== Records for the exercise
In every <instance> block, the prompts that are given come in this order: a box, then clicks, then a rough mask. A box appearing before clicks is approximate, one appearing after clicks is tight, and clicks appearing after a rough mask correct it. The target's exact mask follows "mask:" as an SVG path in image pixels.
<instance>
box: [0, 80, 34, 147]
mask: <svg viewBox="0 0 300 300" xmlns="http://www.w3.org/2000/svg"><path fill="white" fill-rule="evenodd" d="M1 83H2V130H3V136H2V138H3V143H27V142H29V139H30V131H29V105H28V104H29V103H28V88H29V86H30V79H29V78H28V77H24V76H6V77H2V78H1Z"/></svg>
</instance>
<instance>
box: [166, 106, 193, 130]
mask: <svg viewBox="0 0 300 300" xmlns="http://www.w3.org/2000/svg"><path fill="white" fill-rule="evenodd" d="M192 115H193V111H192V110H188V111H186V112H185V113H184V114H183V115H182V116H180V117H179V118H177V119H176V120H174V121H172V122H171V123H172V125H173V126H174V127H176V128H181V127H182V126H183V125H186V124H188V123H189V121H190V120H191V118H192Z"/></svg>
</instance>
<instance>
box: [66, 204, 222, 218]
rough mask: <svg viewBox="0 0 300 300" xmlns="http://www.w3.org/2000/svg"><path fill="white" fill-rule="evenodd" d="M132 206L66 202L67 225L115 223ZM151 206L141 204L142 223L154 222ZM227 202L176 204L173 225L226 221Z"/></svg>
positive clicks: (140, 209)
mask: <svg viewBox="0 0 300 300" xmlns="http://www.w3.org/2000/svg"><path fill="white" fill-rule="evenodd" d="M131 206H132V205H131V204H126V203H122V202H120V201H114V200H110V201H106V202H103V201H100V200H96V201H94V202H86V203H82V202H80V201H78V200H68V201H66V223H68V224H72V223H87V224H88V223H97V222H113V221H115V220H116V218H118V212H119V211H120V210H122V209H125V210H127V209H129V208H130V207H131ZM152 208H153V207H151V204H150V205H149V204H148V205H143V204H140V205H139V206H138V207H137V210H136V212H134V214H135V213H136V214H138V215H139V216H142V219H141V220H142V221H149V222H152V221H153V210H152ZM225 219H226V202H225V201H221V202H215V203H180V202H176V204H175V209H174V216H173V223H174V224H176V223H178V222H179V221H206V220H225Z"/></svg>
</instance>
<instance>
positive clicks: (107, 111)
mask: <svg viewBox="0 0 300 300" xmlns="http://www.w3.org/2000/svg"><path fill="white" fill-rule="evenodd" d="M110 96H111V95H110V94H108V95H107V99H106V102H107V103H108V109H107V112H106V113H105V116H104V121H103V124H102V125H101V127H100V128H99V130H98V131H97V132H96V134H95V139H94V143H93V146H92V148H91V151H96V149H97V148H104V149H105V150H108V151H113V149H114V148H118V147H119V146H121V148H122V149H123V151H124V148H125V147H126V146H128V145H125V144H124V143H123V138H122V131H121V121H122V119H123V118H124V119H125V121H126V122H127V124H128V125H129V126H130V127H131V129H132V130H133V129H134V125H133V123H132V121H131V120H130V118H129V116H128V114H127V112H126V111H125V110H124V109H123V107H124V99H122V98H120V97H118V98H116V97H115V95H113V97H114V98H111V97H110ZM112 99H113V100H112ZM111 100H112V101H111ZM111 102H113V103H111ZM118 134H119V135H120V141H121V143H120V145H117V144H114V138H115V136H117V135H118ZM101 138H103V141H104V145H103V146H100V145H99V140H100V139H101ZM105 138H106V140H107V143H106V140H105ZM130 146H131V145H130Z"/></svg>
====
== Records for the exercise
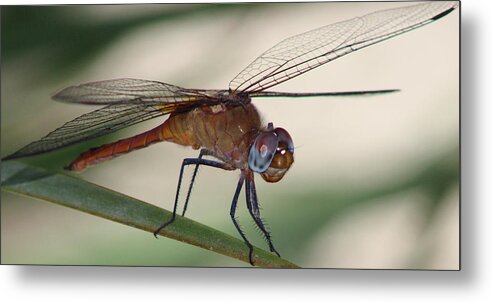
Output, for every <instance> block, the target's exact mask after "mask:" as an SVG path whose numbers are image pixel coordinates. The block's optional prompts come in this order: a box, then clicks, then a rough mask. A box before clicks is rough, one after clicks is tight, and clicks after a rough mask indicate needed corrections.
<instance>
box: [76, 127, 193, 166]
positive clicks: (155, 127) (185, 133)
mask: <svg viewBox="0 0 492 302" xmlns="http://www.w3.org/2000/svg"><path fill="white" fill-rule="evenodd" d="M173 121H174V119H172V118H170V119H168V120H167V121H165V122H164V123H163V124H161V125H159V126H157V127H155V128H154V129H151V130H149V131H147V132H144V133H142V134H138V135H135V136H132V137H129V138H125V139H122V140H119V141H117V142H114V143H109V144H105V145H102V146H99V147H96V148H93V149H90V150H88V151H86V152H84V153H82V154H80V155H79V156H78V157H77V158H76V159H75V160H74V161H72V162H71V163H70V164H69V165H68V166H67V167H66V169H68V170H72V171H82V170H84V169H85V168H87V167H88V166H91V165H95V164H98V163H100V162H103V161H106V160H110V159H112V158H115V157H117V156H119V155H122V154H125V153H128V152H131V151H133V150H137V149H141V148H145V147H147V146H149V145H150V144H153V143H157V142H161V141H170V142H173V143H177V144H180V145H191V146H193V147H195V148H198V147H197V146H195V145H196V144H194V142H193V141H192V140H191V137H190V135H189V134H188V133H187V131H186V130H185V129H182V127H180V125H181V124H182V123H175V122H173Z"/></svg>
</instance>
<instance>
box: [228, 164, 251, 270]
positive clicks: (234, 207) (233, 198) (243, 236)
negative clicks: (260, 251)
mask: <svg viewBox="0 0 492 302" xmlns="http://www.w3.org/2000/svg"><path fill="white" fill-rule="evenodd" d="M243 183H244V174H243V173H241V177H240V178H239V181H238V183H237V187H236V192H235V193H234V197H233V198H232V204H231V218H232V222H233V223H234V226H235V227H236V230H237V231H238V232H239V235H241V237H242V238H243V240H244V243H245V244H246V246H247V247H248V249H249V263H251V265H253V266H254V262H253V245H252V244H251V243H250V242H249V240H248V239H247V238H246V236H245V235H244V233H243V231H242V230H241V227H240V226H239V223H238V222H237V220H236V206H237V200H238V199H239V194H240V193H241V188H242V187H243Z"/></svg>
====
== Records for the exercise
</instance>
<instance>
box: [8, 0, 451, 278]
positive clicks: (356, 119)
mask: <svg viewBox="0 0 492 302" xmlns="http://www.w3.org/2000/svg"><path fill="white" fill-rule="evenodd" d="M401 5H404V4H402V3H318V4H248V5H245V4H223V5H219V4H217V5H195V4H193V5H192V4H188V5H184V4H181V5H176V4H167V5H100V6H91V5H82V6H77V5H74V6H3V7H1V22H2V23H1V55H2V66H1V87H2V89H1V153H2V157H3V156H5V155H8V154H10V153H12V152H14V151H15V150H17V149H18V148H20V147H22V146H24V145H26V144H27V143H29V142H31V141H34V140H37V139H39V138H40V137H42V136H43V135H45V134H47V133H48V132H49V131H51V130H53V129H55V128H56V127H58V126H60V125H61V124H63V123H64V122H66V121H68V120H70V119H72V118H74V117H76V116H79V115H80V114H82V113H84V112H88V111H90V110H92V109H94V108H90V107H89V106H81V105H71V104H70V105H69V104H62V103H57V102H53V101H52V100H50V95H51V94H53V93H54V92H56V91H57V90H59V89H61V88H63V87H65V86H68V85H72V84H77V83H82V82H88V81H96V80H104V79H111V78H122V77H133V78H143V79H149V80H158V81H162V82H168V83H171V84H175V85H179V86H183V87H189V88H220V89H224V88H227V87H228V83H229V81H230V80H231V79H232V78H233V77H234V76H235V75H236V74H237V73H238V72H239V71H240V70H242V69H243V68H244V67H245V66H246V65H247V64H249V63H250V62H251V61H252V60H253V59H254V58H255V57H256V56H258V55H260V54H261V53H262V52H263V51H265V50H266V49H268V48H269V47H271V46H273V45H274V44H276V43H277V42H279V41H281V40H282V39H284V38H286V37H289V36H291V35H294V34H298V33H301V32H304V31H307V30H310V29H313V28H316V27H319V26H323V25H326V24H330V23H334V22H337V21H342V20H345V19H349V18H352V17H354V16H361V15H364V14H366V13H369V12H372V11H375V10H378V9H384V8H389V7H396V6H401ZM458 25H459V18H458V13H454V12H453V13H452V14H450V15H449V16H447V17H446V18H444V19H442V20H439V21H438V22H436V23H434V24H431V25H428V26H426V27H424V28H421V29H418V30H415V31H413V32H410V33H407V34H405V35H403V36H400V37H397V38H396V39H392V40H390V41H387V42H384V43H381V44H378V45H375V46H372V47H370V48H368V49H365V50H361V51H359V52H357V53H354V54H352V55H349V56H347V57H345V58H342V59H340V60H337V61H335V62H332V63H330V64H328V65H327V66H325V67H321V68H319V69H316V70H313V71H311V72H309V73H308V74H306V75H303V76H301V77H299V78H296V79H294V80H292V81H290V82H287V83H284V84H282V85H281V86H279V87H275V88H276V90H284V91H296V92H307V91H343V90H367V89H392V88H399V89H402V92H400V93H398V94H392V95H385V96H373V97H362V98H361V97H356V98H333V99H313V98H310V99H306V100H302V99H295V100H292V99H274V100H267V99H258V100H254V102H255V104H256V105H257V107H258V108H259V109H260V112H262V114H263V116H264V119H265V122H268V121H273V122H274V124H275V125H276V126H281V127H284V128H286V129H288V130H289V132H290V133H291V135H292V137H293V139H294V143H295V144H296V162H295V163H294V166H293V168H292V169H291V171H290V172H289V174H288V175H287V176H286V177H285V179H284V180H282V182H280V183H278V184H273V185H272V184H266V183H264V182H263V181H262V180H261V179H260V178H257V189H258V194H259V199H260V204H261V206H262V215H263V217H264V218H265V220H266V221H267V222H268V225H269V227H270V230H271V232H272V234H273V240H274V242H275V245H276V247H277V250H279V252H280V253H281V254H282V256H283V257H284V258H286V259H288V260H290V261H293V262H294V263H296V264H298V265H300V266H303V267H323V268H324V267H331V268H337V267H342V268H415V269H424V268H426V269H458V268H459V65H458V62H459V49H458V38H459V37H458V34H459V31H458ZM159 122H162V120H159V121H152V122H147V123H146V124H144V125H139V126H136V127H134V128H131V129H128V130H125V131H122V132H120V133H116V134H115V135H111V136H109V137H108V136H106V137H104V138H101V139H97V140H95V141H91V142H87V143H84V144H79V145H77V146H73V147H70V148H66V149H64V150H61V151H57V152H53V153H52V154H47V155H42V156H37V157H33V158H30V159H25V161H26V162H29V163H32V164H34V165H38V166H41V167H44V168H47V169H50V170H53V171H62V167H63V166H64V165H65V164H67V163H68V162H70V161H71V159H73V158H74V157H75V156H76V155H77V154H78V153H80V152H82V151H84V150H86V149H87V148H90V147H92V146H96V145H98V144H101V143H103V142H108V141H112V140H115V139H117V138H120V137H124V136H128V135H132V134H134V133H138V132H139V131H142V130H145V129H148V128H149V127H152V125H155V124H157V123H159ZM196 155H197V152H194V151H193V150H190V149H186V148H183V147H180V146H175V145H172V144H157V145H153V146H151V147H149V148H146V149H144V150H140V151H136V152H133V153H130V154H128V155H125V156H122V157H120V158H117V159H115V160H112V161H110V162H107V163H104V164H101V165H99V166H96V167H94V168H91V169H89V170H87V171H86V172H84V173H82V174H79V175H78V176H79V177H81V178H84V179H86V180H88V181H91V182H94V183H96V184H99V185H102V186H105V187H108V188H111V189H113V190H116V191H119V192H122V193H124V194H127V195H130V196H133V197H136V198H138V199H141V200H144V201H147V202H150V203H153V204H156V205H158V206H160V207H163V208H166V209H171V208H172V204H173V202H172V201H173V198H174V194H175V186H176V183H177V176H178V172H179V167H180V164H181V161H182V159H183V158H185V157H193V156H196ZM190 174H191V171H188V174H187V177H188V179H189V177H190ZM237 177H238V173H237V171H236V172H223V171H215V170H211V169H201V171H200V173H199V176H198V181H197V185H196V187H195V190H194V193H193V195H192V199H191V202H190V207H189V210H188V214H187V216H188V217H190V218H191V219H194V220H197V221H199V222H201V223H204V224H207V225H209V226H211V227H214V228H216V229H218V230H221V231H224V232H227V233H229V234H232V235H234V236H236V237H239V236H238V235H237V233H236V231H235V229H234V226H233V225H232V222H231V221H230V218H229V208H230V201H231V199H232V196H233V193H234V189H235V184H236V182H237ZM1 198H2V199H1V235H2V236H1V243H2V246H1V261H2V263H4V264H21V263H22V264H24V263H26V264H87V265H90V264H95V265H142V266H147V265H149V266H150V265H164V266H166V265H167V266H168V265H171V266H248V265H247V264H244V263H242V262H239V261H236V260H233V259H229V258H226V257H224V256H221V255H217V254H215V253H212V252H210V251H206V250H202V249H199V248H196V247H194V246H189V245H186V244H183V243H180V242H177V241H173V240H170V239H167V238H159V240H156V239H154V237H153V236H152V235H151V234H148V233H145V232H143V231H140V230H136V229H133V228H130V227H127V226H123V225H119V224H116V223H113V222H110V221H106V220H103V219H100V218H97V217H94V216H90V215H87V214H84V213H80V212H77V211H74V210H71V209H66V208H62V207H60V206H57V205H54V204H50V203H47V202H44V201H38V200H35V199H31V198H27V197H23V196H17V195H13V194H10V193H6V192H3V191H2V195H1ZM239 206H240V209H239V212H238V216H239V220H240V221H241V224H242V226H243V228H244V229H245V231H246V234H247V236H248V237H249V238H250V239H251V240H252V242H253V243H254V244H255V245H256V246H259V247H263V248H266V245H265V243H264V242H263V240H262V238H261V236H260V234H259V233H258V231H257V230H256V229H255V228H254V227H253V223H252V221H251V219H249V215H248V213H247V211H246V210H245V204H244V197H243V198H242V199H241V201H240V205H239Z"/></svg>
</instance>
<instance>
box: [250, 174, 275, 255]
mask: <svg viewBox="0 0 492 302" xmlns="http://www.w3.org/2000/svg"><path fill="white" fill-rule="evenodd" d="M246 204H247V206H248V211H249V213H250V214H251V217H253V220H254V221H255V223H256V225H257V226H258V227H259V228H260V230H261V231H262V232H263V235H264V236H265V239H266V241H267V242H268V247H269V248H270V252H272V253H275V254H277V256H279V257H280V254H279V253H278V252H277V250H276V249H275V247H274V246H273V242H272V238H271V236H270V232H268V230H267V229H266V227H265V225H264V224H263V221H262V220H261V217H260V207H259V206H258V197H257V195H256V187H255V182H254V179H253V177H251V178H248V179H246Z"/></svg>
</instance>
====
Task objective: Copy only this part of the entries above: the line with "box: [166, 106, 193, 130]", the line with "rough mask: <svg", and the lines between, all exactly as written.

Solution to the exercise:
box: [166, 106, 193, 130]
mask: <svg viewBox="0 0 300 300" xmlns="http://www.w3.org/2000/svg"><path fill="white" fill-rule="evenodd" d="M192 115H193V111H192V110H188V111H186V112H185V113H184V114H183V115H182V116H180V117H179V118H177V119H176V120H174V121H172V122H171V123H172V125H173V126H174V127H176V128H181V127H182V126H183V125H186V124H188V123H189V121H190V120H191V118H192Z"/></svg>
</instance>
<instance>
box: [66, 204, 222, 218]
rough mask: <svg viewBox="0 0 300 300" xmlns="http://www.w3.org/2000/svg"><path fill="white" fill-rule="evenodd" d="M132 206L66 202L67 225L115 223ZM151 206L141 204L142 223L154 222ZM227 202L176 204L173 225L226 221Z"/></svg>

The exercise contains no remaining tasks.